Sk_sndbuf is the size of the send buffer and is set with the SO_SNDBUF socket option.

int sk_sndbuf; Sk_flags contains the values of the socket options SO_BROADCAST, SO_KEEPALIVE, and SO_OOBINLINE. Next, sk_no_check contains the value of the SO_NO_CHECK socket option and indicates whether to disable checksums. Sk_debug holds the SO_DEBUG socket option and sk_rcvtstamp holds the SO_TIMESTAMP socket option.

unsigned long sk_flags;
char sk_no_check;
unsigned char sk_debug;
unsigned char sk_rcvtstamp;

The value in the next field indicates whether to send large TCP segments. Sk_route_caps is the route capabilities, NETIF_F_TSO.

unsigned char sk_no_largesend;
int sk_route_caps;

The value of sk_lingertime is set to TRUE if the SO_LINGER socket option is set. Sk_hashent contains a hash entry for several tables. The next field, sk_pair, is for the socket pair call and is not used for TCP/IP.

| Task details |
Quote the passage on socket structure fields word for word, starting at "unsigned char sk_no_largesend;" and ending at "used for TCP/IP.".

| Given entries |
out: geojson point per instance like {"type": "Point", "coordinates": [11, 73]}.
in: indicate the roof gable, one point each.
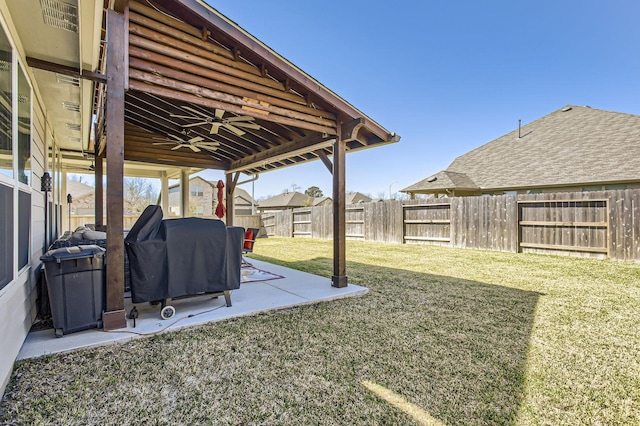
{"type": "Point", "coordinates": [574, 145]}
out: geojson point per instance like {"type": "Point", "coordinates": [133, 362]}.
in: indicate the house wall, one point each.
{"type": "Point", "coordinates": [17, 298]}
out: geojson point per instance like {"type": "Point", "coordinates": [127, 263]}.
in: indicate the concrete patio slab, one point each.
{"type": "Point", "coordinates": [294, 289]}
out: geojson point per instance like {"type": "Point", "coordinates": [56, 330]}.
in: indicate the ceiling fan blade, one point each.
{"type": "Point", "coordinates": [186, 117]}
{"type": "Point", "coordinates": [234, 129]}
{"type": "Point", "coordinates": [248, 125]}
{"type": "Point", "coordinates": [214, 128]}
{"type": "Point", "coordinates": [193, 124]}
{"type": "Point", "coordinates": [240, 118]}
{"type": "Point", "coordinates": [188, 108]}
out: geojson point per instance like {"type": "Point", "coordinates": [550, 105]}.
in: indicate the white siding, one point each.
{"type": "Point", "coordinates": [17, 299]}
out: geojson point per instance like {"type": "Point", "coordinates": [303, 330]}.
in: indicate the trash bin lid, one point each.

| Result below |
unsigned char sk_no_largesend;
int sk_route_caps;

The value of sk_lingertime is set to TRUE if the SO_LINGER socket option is set. Sk_hashent contains a hash entry for several tables. The next field, sk_pair, is for the socket pair call and is not used for TCP/IP.